ASSIGNMENT - Copy the entries below exactly, but only from the line containing "Please indicate the reflective" through the final line.

SOURCE MATERIAL -
==*==

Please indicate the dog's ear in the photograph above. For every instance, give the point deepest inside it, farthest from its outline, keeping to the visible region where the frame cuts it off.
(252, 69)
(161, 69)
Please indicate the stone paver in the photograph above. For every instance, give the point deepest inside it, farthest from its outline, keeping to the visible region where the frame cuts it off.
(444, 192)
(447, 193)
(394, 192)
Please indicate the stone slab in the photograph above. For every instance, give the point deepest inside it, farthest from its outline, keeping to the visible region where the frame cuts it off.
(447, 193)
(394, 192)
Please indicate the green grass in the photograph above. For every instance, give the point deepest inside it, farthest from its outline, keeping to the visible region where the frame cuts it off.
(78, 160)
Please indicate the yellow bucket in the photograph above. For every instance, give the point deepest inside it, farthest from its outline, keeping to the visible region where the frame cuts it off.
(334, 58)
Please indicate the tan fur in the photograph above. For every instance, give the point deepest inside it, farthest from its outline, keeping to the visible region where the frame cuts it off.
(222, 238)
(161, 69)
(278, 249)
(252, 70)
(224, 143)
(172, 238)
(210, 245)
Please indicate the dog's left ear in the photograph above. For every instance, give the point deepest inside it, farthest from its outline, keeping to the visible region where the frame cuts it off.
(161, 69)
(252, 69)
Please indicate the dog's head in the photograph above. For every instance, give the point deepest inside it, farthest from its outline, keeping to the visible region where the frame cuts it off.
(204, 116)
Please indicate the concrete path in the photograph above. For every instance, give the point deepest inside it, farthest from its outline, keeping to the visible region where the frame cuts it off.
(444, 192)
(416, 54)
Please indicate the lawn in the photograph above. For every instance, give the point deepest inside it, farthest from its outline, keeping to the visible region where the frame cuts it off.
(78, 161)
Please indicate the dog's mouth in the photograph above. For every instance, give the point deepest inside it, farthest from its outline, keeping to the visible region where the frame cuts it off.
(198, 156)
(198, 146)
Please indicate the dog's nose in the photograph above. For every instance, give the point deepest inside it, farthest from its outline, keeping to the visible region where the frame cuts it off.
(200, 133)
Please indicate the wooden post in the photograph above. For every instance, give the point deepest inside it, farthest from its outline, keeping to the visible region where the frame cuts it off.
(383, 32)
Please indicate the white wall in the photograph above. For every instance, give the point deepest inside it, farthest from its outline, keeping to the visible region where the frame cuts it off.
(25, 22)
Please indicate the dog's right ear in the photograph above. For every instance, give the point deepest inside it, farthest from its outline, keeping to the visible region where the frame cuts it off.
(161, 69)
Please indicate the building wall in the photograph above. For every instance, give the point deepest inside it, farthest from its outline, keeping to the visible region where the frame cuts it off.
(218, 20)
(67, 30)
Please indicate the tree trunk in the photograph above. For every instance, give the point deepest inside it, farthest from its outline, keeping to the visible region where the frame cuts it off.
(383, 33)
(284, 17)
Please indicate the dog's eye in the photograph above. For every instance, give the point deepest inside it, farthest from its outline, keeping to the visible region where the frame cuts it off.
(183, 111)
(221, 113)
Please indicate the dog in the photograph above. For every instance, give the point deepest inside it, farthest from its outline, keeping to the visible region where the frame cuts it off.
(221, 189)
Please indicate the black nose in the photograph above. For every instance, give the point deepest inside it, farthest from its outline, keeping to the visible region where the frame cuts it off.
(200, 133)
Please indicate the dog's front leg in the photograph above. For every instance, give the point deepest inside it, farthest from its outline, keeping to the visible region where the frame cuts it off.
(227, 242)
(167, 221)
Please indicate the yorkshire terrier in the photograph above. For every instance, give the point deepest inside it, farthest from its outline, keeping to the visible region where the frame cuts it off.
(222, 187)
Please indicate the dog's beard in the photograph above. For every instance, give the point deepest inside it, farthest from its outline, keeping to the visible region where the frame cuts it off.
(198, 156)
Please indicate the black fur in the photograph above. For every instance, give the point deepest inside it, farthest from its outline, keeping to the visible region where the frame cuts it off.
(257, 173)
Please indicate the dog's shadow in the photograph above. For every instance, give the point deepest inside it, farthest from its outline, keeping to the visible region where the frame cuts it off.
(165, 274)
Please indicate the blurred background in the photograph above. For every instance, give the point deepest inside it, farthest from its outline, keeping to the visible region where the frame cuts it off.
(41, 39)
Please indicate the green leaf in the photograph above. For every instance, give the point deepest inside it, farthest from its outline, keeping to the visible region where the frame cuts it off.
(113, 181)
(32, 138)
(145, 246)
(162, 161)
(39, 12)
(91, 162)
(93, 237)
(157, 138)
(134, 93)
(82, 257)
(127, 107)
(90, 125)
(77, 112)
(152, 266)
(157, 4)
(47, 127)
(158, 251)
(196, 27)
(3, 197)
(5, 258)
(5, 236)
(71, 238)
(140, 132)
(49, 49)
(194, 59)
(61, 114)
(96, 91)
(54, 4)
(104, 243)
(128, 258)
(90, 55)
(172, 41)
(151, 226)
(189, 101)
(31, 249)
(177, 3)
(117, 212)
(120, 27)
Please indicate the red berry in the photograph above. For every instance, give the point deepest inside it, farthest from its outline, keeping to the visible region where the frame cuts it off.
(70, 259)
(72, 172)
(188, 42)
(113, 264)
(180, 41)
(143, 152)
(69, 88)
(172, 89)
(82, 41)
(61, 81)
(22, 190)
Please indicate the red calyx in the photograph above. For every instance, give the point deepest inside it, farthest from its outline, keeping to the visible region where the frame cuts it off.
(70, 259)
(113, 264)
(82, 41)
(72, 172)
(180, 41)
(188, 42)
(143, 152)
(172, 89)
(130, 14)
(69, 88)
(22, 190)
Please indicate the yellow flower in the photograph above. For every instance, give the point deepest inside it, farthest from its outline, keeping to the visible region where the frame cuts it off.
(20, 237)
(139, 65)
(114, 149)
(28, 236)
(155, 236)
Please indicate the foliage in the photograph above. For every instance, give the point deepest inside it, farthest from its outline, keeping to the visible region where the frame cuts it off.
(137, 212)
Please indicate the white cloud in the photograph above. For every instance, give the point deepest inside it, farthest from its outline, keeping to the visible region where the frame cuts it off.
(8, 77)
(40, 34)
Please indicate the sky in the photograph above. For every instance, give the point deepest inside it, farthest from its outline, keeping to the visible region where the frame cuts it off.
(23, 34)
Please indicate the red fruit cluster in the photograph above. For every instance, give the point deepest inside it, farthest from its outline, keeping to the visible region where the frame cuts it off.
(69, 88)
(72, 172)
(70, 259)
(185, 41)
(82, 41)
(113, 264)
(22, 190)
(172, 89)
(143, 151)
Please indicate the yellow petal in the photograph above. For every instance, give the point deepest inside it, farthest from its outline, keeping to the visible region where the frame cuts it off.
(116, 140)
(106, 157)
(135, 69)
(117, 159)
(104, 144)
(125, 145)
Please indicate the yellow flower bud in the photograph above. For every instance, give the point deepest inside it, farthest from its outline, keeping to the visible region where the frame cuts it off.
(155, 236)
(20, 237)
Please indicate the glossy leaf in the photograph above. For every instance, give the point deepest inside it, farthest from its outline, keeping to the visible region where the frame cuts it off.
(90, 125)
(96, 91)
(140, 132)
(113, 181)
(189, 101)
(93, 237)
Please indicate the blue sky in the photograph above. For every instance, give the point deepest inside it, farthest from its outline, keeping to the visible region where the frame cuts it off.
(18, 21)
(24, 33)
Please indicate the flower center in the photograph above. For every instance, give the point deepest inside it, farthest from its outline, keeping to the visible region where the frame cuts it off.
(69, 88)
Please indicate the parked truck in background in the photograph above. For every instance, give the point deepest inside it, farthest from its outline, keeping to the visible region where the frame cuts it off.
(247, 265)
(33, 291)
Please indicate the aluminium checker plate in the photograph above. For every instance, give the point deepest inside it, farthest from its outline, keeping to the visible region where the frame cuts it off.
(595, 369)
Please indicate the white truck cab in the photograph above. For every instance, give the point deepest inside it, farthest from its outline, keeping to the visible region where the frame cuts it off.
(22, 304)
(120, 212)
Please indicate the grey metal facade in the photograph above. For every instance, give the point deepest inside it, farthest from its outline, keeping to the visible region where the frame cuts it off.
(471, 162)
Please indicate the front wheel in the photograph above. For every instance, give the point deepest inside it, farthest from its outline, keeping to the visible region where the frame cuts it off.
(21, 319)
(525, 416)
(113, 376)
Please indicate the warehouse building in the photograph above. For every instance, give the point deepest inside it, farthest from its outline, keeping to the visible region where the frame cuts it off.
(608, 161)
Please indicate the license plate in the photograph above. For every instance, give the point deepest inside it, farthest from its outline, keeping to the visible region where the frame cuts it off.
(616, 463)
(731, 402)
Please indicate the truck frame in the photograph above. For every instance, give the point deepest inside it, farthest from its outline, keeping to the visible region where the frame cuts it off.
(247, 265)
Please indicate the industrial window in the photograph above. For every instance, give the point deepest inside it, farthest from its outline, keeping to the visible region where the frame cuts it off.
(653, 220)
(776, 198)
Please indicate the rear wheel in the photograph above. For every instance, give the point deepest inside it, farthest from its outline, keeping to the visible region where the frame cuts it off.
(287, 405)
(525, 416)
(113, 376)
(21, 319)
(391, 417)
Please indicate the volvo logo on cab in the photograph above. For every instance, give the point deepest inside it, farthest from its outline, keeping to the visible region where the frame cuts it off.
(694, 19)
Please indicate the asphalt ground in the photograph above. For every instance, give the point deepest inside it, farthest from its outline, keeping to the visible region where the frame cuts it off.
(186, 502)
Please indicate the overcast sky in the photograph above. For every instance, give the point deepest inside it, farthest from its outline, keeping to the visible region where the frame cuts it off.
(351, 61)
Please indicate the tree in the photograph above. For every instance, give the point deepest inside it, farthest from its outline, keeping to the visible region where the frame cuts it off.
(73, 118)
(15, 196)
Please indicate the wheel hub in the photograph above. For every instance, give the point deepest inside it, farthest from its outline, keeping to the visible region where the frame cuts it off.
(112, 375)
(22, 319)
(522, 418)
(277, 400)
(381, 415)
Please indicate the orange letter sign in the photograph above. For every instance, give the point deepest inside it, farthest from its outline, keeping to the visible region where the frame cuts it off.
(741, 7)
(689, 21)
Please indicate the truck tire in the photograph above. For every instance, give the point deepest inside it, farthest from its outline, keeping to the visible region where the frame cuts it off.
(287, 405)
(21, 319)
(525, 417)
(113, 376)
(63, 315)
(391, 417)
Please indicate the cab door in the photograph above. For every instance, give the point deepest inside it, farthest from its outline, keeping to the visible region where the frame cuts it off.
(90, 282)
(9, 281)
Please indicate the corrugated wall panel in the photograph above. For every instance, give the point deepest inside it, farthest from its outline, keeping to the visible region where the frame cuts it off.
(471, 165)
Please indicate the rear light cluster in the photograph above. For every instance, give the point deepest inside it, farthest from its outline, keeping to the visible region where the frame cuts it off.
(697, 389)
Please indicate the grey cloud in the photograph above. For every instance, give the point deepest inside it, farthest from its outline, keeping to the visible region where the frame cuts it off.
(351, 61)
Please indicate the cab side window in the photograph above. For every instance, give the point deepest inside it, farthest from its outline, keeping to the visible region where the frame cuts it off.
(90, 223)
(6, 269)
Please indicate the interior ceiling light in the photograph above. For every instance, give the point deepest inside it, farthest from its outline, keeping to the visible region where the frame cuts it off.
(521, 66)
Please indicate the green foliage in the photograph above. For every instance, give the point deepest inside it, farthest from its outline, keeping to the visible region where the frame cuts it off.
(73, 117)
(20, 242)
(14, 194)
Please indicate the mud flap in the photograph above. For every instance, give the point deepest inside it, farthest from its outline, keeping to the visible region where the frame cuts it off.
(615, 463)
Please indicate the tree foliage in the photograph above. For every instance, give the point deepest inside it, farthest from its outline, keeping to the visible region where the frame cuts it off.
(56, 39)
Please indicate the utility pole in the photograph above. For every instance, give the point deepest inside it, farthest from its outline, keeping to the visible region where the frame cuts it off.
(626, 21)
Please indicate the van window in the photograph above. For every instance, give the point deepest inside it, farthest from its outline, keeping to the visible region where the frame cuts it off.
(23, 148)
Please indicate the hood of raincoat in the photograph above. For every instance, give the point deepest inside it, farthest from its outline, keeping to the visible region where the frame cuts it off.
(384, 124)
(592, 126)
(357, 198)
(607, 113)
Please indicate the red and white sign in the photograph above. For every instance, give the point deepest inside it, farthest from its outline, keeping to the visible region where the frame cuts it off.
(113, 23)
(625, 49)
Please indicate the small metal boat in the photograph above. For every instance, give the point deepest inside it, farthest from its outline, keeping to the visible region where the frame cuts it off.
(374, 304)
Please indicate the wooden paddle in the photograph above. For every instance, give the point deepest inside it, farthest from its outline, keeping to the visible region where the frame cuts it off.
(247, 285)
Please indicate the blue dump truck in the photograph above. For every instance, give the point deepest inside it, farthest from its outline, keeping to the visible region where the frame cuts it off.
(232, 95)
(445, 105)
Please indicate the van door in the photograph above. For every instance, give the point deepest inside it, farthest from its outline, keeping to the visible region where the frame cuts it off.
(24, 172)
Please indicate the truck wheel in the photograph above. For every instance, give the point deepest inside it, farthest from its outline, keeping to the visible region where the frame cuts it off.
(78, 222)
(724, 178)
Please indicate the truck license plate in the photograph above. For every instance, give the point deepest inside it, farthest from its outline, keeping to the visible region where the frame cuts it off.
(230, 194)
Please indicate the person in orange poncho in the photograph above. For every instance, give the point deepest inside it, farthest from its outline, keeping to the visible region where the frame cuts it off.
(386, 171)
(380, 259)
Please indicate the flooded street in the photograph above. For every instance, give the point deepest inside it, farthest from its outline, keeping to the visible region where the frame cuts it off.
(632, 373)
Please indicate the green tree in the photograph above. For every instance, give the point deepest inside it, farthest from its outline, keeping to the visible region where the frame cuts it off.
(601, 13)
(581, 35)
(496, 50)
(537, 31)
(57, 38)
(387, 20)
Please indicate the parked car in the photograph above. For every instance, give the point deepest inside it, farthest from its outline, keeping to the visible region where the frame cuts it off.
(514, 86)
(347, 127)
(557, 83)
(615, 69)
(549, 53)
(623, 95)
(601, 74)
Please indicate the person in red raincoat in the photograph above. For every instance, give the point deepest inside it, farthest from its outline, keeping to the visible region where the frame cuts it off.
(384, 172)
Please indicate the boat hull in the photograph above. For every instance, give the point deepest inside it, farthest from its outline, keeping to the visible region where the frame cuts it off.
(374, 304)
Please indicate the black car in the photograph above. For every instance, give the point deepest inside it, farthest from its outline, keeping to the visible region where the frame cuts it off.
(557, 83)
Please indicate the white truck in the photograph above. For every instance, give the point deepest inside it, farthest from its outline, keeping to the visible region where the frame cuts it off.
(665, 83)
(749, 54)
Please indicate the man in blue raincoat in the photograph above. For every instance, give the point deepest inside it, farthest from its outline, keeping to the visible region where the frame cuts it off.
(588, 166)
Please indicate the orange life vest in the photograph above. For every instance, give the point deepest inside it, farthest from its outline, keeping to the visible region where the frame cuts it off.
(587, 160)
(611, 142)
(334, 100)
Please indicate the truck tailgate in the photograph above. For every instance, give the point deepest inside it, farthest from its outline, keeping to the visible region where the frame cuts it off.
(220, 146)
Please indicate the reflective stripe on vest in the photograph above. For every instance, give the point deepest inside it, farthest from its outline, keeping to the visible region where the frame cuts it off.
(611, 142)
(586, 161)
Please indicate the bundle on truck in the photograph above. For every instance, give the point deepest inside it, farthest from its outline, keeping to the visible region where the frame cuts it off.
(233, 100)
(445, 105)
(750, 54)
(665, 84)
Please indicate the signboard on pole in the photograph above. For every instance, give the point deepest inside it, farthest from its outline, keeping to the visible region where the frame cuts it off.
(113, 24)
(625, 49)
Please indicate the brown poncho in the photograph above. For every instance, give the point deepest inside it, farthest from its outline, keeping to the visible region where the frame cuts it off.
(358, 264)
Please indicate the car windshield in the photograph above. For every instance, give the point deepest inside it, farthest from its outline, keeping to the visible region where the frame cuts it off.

==*==

TASK OUTPUT -
Please indicate the reflective stripe on vest in the photograph above. For every instance, give the point deepest inside it, farthest from its outline, keeping to the visible region where the frame cuts it off.
(611, 142)
(586, 161)
Please indicate the bundle on truck in the photograph above. For every instance, give the point deepest inside it, farthest from its outline, keeping to the visible region where the frame cuts it off.
(233, 100)
(445, 105)
(750, 54)
(665, 84)
Please indicate the signboard on pole in the photograph above. For every instance, give the point deepest inside it, farthest from its outline, keeping to the visible region where the frame cuts it off.
(113, 24)
(625, 49)
Please indicate the brown poncho in the photograph above. For every instance, give the point deepest inside it, farthest from its outline, keeping to the visible region where the frame cuts it off.
(358, 264)
Please indicate the car windshield in the photograph above. For every instance, give the point deepest inside it, farthest from its outline, keeping to the visible region where the frame cuts it off.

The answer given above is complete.